[start of Excerpt to read]
Merrill Matthews, Ph.D., is a resident scholar with the Institute for Policy Innovation.

Good job, GunnyG
I thought their was something oddly familiar about these various jerks - and the background exaggerations that just didn't fit the lameness of their comments seemed to be a common denominator. Maybe Hal's lilly as well...

It's like the hydra of Greek mythology.
________________________________________________

Phyllis Schlafly has already written of the latest attempts to gut the patent process with the 'first to file' legal scam. Rather than apply the correct remedy to the US patent process, which would be to fund it at the level it deserves, given its constitutionally mandated importance and the complexity of the process, its funding is treated the way the left treats another constitutionally mandated authority, i.e. military funding.

If need be, provide it with the funding and staff it requires, at the expense of non-mandated, wasteful and extraneous agencies such as education, energy, commerce, etc that are little more than homes for liberal lawyers and others who can't make it in the real world.
[end of Excerpt to read]
In the excerpt above, which organization is Merrill Matthews a resident scholar with?
[start of Entries supplied]
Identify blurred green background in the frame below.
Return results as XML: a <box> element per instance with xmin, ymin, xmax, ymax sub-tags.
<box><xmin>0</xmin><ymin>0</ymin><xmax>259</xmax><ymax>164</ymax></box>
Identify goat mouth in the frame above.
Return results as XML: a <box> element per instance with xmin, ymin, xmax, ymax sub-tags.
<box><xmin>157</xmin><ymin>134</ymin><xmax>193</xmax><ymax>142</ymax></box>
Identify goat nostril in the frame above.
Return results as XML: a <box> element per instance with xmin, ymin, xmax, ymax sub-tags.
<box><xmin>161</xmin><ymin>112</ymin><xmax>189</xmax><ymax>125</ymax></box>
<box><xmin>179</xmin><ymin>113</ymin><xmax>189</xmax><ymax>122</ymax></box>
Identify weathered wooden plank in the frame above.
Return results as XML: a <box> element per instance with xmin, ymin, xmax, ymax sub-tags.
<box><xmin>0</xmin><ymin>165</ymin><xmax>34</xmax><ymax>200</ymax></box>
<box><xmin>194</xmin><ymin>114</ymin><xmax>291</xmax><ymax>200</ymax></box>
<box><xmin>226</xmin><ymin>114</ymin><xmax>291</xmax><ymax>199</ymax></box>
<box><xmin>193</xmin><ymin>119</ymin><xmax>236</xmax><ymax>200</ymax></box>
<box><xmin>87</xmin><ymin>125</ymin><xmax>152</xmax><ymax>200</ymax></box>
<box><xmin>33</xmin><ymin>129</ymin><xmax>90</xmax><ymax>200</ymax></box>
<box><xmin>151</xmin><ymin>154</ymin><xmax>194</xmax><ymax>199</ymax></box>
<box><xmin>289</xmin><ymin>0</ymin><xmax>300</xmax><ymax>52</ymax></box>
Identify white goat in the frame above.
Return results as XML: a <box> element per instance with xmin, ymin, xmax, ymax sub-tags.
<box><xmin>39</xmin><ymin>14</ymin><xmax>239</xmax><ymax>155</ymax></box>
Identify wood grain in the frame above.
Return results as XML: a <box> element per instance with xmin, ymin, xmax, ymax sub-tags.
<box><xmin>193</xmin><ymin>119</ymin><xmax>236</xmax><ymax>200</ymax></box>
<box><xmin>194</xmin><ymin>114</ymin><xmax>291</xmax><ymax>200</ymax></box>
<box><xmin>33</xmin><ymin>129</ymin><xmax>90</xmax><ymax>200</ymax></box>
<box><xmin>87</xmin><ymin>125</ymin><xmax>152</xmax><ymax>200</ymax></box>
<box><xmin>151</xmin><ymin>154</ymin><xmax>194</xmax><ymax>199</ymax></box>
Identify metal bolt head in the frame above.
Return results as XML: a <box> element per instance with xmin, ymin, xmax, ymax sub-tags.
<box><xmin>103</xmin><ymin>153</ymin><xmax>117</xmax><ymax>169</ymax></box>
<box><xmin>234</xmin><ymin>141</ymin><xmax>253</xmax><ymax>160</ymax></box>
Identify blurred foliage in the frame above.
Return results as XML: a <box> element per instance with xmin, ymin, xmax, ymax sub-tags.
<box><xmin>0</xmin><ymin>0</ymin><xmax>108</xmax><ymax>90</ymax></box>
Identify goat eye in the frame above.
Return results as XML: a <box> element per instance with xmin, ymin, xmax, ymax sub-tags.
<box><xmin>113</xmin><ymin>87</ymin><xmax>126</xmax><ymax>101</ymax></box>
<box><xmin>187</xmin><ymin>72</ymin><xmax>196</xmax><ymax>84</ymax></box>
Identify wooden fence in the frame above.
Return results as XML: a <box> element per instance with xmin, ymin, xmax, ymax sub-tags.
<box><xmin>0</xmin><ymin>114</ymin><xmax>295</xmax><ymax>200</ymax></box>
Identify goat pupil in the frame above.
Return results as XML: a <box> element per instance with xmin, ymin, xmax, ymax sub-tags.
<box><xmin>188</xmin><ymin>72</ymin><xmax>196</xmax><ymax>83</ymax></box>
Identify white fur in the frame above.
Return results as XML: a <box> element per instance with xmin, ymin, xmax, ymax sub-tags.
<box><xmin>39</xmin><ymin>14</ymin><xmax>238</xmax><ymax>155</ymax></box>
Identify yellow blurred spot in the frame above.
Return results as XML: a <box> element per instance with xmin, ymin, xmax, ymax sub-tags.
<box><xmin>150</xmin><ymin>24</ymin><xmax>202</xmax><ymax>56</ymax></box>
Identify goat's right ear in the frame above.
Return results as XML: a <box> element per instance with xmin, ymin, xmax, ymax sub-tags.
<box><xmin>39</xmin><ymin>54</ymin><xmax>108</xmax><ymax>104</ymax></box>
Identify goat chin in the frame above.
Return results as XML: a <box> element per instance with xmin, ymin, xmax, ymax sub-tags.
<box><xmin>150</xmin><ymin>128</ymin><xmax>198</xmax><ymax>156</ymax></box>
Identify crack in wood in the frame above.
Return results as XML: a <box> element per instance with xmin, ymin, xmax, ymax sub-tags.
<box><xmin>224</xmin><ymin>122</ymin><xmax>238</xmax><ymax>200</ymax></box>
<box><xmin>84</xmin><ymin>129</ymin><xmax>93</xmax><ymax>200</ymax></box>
[end of Entries supplied]
[start of Entries supplied]
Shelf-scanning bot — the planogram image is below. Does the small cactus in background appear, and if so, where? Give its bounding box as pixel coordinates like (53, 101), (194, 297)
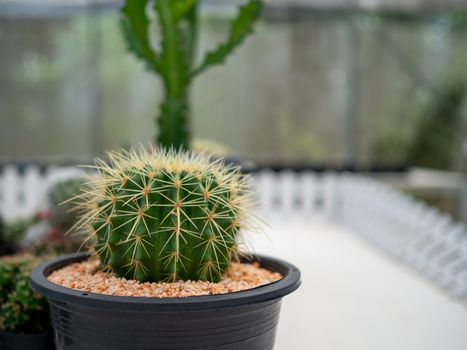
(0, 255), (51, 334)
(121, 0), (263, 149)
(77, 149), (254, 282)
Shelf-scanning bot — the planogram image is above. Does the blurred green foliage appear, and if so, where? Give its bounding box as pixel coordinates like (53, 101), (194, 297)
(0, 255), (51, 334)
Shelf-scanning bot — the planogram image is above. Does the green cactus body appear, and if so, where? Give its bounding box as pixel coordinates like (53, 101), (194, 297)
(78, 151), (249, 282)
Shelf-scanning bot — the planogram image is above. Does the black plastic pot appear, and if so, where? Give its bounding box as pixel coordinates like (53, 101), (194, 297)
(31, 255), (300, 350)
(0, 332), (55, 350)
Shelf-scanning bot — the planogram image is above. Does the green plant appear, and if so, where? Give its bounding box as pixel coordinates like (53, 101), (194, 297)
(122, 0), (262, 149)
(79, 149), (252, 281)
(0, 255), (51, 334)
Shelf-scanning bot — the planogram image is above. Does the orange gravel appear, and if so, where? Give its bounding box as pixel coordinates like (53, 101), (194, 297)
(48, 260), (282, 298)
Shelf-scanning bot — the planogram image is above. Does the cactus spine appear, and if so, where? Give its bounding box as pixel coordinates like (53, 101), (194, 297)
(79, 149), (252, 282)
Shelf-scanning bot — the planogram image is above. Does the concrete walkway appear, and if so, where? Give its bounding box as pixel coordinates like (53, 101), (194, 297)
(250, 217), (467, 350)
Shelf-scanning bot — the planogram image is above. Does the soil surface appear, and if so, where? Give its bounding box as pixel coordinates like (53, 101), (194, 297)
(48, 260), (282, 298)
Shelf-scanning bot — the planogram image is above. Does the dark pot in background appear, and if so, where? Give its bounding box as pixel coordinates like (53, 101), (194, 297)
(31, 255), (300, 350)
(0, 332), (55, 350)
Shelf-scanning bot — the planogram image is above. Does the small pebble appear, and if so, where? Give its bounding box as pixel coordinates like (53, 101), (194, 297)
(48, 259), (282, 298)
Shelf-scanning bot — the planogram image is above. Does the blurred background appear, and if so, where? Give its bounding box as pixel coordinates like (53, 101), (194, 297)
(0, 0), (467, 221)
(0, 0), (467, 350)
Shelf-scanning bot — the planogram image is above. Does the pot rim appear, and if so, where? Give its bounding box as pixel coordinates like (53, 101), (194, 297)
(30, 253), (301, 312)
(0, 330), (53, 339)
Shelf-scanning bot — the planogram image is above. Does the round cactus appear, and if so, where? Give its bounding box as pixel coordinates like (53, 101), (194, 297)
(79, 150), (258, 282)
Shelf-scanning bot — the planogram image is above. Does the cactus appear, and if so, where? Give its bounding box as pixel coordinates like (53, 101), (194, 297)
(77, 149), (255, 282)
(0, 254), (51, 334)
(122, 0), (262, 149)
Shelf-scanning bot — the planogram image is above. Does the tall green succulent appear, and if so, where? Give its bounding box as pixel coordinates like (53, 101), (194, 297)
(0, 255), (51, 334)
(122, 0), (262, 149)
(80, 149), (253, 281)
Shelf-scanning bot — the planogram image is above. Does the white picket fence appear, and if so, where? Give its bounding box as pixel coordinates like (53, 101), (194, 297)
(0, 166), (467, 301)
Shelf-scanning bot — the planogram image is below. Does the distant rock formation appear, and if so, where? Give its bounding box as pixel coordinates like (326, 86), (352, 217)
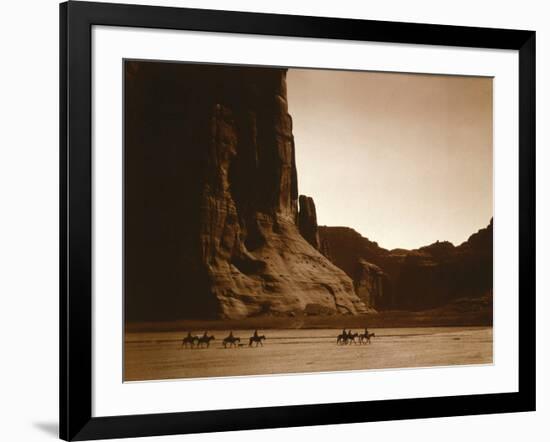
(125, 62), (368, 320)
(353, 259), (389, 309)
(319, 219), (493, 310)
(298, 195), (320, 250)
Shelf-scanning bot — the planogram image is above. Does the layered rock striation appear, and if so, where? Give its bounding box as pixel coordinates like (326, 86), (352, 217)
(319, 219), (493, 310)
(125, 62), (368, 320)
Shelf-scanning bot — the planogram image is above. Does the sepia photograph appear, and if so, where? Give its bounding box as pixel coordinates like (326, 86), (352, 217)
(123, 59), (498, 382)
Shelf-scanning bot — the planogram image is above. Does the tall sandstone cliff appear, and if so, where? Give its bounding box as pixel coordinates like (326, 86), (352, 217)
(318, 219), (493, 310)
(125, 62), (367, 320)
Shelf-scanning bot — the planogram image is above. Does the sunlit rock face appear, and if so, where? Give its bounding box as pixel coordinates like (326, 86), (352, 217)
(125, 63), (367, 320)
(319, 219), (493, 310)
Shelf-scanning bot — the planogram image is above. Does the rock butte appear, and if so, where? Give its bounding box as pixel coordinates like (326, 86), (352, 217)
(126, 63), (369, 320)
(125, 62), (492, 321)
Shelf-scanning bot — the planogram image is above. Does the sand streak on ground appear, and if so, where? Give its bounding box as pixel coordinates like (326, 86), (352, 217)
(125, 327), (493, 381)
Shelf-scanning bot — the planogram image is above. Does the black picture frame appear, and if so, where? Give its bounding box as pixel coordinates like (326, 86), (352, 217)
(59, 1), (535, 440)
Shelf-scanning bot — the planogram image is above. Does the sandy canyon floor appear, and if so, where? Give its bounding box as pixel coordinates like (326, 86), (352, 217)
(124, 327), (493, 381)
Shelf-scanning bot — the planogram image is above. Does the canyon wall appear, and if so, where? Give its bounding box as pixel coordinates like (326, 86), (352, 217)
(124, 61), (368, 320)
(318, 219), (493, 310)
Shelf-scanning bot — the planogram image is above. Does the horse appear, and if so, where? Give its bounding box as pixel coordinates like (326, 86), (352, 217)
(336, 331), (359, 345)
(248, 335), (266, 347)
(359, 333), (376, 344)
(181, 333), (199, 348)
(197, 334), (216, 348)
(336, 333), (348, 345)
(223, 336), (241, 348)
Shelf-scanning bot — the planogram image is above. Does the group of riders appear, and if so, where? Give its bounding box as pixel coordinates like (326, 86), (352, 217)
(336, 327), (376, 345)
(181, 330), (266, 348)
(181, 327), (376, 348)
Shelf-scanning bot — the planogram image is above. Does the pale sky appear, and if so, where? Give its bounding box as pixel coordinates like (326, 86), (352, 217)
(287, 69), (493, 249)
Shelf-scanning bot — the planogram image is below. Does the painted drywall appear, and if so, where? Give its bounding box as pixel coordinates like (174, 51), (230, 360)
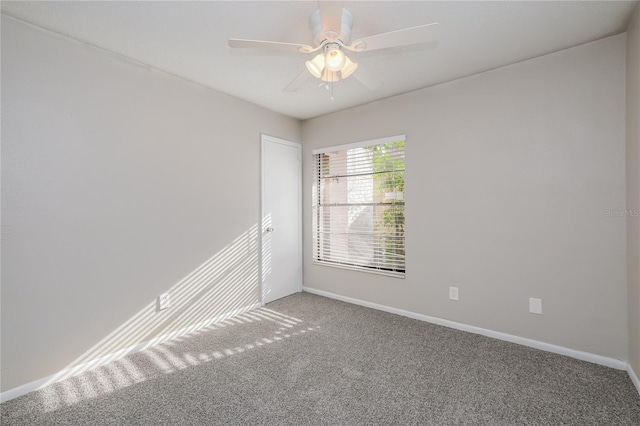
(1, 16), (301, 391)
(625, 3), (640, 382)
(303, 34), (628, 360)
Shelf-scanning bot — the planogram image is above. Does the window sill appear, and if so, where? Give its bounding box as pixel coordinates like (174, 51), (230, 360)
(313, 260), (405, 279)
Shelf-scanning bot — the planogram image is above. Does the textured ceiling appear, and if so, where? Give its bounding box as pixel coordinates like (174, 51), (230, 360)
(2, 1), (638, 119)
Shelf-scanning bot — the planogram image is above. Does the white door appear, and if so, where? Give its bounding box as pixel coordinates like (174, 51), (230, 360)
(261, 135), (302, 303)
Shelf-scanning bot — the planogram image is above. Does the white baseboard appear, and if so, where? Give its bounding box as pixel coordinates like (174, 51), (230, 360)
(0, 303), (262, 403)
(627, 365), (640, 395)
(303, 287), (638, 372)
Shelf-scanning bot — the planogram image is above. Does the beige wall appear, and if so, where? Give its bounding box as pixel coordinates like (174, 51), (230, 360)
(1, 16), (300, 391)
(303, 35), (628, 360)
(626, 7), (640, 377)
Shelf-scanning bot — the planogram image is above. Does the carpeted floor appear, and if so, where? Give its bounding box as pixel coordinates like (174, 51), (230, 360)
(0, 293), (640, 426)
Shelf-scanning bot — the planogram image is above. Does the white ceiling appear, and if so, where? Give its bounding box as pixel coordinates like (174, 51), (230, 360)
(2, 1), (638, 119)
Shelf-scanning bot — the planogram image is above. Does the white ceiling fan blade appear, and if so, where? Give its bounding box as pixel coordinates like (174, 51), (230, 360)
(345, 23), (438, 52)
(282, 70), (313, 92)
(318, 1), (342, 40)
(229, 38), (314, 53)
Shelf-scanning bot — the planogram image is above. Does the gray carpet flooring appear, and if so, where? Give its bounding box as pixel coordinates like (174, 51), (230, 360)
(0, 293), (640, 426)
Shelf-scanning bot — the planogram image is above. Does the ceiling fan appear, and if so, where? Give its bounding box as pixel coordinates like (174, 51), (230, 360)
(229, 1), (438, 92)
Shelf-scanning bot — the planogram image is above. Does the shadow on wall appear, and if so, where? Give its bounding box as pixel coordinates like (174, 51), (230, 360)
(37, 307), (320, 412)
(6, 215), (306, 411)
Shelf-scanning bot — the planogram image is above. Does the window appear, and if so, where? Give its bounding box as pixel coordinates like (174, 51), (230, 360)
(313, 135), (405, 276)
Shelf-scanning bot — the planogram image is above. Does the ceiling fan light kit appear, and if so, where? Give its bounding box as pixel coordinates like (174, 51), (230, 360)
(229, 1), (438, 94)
[end of Entries supplied]
Task response
The Institute for Policy Innovation.